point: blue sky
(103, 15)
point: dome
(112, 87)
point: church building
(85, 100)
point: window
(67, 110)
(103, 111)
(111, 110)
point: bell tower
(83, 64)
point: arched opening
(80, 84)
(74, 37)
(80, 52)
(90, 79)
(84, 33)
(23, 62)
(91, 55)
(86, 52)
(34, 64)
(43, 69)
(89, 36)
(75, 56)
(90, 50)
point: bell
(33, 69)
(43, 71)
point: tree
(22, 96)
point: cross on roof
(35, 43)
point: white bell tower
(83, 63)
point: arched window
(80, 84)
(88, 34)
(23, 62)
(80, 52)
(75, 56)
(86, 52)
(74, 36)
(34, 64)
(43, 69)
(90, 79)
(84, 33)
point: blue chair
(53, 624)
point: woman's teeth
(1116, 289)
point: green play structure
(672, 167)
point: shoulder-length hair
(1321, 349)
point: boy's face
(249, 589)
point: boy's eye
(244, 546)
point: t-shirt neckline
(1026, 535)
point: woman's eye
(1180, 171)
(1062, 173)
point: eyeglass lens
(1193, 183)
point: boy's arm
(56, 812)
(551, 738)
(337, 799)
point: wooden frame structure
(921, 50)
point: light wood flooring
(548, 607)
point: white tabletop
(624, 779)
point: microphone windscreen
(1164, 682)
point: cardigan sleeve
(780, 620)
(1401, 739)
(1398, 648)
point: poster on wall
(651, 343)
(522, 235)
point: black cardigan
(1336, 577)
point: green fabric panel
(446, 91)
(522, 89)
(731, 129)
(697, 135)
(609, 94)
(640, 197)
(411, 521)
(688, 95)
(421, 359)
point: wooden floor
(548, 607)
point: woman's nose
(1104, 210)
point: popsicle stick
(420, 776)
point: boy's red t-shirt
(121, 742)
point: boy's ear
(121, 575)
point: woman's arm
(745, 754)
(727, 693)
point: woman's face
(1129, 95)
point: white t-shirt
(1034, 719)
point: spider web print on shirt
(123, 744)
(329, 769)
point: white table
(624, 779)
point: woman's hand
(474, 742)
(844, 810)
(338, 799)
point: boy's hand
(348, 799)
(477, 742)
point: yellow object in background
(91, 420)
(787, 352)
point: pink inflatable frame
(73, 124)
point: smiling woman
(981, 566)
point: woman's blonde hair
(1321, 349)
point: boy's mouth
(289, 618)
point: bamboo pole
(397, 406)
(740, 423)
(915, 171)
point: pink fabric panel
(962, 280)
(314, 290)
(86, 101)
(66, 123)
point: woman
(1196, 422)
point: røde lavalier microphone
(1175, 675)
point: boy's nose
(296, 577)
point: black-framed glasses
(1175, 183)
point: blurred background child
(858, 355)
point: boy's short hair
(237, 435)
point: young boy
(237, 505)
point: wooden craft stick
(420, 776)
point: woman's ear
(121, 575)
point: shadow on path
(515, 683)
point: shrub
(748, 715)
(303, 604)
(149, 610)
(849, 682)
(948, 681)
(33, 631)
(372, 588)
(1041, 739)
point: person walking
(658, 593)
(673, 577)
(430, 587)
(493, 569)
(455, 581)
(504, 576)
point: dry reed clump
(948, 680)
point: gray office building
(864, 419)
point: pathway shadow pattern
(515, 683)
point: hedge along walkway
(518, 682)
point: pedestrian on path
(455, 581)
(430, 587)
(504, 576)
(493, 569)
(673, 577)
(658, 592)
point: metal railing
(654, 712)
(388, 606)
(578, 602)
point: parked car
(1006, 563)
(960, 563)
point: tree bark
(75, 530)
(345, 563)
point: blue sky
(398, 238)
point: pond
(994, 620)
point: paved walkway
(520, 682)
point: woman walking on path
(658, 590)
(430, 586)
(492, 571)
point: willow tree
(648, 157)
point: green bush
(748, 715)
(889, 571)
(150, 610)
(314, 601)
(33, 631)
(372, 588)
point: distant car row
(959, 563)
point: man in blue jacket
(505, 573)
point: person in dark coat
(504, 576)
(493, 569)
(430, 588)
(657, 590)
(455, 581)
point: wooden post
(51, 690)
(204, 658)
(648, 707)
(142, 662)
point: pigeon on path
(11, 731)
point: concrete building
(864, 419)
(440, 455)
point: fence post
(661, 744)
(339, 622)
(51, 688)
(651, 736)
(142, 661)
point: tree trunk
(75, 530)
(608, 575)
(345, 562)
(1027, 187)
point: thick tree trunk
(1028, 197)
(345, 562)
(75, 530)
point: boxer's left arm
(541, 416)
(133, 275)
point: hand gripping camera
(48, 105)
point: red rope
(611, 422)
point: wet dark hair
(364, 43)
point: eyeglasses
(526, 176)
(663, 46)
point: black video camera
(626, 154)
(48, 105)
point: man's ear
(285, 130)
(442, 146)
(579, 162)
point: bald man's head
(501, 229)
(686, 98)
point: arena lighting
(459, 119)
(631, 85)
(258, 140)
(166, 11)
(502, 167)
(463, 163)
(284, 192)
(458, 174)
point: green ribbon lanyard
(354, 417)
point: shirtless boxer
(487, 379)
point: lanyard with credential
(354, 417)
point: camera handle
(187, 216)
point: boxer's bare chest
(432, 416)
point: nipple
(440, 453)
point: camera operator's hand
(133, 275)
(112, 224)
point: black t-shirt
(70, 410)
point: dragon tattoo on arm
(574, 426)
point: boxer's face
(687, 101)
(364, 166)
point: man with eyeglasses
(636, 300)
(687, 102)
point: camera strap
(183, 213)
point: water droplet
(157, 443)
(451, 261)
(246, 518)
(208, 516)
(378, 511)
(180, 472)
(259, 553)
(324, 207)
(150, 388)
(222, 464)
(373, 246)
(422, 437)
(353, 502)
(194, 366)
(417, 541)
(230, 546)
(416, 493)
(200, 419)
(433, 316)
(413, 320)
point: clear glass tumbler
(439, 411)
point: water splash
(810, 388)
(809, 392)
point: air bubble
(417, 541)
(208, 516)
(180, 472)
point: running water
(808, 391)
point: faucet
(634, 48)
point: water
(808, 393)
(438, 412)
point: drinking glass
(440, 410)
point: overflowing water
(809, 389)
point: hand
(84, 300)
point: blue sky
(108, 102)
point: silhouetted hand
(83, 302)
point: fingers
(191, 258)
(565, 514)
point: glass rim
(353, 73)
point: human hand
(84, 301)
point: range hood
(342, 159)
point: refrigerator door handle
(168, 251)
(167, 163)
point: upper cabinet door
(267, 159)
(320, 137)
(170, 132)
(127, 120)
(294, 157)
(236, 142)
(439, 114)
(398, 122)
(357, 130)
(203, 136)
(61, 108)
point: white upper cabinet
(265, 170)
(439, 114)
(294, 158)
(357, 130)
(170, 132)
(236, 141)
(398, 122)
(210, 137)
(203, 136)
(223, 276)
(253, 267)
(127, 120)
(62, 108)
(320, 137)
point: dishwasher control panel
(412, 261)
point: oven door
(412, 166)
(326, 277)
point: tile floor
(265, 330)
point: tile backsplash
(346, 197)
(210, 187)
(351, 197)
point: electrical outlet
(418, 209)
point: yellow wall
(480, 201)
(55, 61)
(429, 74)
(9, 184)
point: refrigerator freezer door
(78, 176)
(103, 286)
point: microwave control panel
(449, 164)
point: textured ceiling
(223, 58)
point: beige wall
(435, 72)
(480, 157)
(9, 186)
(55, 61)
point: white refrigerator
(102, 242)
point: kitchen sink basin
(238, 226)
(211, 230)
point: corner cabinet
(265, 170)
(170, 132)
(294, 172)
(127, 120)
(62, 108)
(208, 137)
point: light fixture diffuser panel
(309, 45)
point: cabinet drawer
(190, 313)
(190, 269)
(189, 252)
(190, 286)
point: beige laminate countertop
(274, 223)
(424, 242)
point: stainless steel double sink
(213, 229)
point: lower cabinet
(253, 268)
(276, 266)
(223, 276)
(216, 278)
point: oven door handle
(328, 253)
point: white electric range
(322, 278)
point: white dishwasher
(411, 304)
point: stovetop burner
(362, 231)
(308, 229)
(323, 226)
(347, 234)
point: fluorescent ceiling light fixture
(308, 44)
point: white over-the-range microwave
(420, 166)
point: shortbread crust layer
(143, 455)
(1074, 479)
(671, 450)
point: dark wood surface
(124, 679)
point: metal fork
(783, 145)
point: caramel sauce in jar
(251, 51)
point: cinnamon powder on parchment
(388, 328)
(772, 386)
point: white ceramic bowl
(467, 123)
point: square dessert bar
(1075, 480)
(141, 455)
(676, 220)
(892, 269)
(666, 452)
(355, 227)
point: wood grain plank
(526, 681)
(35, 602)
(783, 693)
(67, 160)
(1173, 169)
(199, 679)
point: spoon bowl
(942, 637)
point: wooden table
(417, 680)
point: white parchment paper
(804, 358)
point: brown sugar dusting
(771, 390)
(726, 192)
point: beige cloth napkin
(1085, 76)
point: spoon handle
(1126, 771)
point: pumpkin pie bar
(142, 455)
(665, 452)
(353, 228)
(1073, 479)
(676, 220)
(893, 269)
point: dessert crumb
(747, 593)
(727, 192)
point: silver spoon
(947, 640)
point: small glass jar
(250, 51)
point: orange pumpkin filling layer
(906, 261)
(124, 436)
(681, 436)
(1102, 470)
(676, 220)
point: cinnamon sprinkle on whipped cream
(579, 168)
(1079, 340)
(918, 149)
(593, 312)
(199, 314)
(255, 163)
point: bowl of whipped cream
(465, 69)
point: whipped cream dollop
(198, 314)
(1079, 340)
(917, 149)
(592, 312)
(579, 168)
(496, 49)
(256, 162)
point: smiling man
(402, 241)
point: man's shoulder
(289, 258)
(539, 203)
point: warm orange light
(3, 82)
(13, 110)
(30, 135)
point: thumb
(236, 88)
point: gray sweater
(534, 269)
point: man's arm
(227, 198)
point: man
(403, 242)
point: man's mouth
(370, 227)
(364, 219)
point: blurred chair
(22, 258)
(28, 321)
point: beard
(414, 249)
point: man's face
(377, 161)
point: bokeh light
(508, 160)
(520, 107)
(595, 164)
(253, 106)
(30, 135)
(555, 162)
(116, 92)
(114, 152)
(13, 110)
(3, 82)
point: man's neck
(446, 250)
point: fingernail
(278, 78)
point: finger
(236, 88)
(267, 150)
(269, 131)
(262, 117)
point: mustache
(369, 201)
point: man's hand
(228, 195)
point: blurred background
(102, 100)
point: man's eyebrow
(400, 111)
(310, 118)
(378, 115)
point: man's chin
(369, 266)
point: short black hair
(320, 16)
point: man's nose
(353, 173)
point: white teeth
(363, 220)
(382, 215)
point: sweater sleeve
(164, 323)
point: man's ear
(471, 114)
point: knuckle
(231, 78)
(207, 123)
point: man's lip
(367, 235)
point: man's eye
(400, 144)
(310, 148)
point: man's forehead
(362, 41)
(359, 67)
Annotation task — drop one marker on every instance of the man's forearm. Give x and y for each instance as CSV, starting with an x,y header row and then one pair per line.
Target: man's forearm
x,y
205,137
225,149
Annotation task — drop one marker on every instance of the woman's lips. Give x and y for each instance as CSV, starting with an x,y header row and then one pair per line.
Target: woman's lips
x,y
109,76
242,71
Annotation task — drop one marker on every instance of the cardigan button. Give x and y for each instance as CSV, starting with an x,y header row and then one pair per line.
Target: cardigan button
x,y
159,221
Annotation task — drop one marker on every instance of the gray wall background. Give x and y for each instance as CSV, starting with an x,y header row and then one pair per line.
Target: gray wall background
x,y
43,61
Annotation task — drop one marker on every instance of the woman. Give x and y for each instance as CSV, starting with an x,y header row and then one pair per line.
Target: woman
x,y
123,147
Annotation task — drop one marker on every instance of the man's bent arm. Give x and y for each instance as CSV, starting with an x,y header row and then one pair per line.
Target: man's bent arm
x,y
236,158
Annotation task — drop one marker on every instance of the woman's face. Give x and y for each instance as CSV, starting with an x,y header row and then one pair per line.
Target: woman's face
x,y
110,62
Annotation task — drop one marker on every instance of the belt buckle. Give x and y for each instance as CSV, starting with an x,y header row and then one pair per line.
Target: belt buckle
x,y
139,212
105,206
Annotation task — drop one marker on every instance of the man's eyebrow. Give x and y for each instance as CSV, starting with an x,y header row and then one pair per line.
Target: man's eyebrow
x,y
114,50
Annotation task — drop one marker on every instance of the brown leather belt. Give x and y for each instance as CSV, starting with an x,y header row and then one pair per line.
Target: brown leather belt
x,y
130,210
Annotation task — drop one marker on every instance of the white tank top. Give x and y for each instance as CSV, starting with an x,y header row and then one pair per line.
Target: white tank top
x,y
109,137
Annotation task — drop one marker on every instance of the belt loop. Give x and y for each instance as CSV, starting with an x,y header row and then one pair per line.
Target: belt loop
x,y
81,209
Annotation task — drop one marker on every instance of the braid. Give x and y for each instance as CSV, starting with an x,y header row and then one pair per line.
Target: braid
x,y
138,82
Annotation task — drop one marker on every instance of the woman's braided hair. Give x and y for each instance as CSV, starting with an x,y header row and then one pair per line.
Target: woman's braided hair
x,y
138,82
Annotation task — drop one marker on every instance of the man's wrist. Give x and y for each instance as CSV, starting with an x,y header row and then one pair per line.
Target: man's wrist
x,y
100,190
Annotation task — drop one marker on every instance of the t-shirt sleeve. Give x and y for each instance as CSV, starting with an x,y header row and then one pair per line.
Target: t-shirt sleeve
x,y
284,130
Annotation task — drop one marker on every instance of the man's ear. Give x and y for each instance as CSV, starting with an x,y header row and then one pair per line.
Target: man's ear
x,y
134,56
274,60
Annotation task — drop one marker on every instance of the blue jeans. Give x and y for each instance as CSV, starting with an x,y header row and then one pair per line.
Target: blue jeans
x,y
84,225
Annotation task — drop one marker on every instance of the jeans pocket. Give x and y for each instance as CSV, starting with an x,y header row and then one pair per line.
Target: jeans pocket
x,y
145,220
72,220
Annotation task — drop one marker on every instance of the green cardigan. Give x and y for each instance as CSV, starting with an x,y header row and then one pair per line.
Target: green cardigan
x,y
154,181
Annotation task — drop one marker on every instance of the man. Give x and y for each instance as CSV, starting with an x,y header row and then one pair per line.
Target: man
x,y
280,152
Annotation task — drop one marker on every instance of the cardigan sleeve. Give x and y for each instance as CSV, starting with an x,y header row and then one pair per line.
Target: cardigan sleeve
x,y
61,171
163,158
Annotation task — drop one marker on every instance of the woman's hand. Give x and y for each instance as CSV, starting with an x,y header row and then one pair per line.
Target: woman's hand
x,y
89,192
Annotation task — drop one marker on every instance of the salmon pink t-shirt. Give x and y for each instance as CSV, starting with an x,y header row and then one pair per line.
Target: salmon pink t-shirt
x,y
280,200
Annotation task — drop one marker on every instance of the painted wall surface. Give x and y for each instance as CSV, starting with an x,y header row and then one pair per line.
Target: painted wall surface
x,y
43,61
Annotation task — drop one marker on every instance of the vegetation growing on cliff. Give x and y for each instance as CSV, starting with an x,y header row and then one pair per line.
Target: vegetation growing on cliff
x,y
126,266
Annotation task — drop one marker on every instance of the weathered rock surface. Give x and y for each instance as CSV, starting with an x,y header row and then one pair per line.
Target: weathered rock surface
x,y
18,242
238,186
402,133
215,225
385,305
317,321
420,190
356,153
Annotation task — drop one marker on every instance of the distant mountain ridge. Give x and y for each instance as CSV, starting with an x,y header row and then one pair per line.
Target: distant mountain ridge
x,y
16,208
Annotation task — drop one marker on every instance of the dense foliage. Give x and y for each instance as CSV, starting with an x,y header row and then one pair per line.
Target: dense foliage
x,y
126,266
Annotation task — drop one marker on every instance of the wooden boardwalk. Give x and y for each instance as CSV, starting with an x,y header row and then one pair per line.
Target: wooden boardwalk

* * * *

Required action — Give only how many lines above hold "boardwalk".

Task answer — 2